• **TASK DESCRIPTION**: With nothing added and nothing dropped, write out all of the entries below.

[Stored items from a collection]
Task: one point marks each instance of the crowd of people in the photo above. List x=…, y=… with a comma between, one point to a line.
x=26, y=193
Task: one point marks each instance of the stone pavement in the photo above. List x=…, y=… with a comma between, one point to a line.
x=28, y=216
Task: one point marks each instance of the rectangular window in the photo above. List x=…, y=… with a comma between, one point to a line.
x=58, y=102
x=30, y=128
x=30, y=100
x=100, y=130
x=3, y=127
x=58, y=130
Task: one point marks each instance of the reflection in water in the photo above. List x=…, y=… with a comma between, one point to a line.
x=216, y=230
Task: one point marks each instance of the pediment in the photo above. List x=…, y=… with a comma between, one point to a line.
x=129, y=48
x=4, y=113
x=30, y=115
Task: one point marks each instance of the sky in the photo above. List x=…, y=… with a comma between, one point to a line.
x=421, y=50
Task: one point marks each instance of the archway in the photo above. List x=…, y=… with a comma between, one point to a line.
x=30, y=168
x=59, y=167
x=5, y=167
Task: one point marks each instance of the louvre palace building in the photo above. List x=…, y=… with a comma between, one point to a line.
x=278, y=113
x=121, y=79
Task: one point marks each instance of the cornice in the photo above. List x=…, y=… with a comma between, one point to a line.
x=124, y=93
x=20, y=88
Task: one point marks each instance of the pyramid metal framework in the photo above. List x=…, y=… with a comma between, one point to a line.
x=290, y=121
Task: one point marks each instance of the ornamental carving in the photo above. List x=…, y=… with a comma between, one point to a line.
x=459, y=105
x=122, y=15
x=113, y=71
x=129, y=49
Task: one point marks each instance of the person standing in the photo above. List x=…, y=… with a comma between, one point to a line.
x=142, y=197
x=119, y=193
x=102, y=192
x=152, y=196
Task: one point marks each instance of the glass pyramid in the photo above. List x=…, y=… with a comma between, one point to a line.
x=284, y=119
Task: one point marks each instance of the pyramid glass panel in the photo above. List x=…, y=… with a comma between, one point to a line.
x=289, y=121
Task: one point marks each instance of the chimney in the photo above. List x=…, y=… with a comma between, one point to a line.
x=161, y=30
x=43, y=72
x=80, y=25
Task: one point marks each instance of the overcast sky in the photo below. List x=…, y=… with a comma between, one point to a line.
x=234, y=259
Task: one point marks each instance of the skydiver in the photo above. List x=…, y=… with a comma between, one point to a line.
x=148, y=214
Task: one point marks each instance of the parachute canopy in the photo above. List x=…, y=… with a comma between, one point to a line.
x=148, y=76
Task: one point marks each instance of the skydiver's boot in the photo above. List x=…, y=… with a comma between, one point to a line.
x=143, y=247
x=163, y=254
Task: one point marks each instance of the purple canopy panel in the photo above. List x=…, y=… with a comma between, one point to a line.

• **EXERCISE RESPONSE**:
Task: one point marks each instance of the crowd of people in the photo above. List x=…, y=… with a comma between, one point to a line.
x=26, y=193
Task: one point marks each instance of the stone pavement in the photo above. List x=…, y=… with a comma between, one point to a line.
x=28, y=216
Task: one point marks each instance of the rectangular window in the photo above. List x=…, y=… with a comma between, one point to a line.
x=58, y=102
x=30, y=128
x=30, y=100
x=100, y=130
x=3, y=127
x=58, y=130
Task: one point marks each instance of the reflection in water in the photo above. List x=…, y=… with a comma between, one point to a line.
x=216, y=230
Task: one point marks each instance of the pediment in the photo above. List x=…, y=… with a comma between, one point to a line.
x=129, y=48
x=4, y=113
x=30, y=115
Task: one point marks each instance of the sky in the photo above. List x=…, y=… with a comma between, one point to a line.
x=421, y=50
Task: one point marks each instance of the archway in the photo above. List x=…, y=… with a comma between, one point to a line.
x=30, y=168
x=59, y=167
x=5, y=167
Task: one point marks each instance of the louvre palace building in the photo above. List x=…, y=… with a comma between, one point to a line.
x=278, y=113
x=121, y=79
Task: one point marks each instance of the cornice in the photo above. List x=…, y=… with a comma between, one point to a line.
x=124, y=93
x=20, y=88
Task: one point marks each instance of the pyramid metal framework in the photo above. List x=…, y=… with a comma between, one point to a line.
x=290, y=121
Task: one point marks each instance of the ornamental carving in the photo above. List x=…, y=… with a comma between, one point to a line.
x=459, y=105
x=122, y=15
x=113, y=71
x=129, y=49
Task: one point marks each instance of the person standing in the photo above. List x=…, y=… with a comma between, one point to a line.
x=142, y=197
x=119, y=193
x=102, y=192
x=152, y=196
Task: one point marks each instance of the glass pyramid in the photo above. List x=…, y=… with a comma between, one point to a line.
x=284, y=119
Task: one point marks each instance of the pyramid glass panel in the photo above. List x=…, y=… with a comma between, one point to a line.
x=289, y=121
Task: one point marks each instance of the chimney in the photo above. List x=…, y=… with a comma between, one point to a line.
x=161, y=30
x=43, y=72
x=80, y=25
Task: one point marks each instance of the overcast sky in the photo below. List x=…, y=… with a comma between, one point to a line.
x=234, y=259
Task: one point marks each instance of the skydiver in the photo above. List x=…, y=… with a comma between, one point to a line.
x=148, y=214
Task: one point marks each instance of the parachute canopy in the photo above. List x=…, y=… with a comma between, one point to a line.
x=148, y=76
Task: one point marks each instance of the skydiver's boot in the photo above. List x=…, y=… with a comma between, one point to a line.
x=143, y=247
x=163, y=254
Task: one point marks each instance of the purple canopy panel in the photo above. List x=…, y=… with a comma between, one point to a line.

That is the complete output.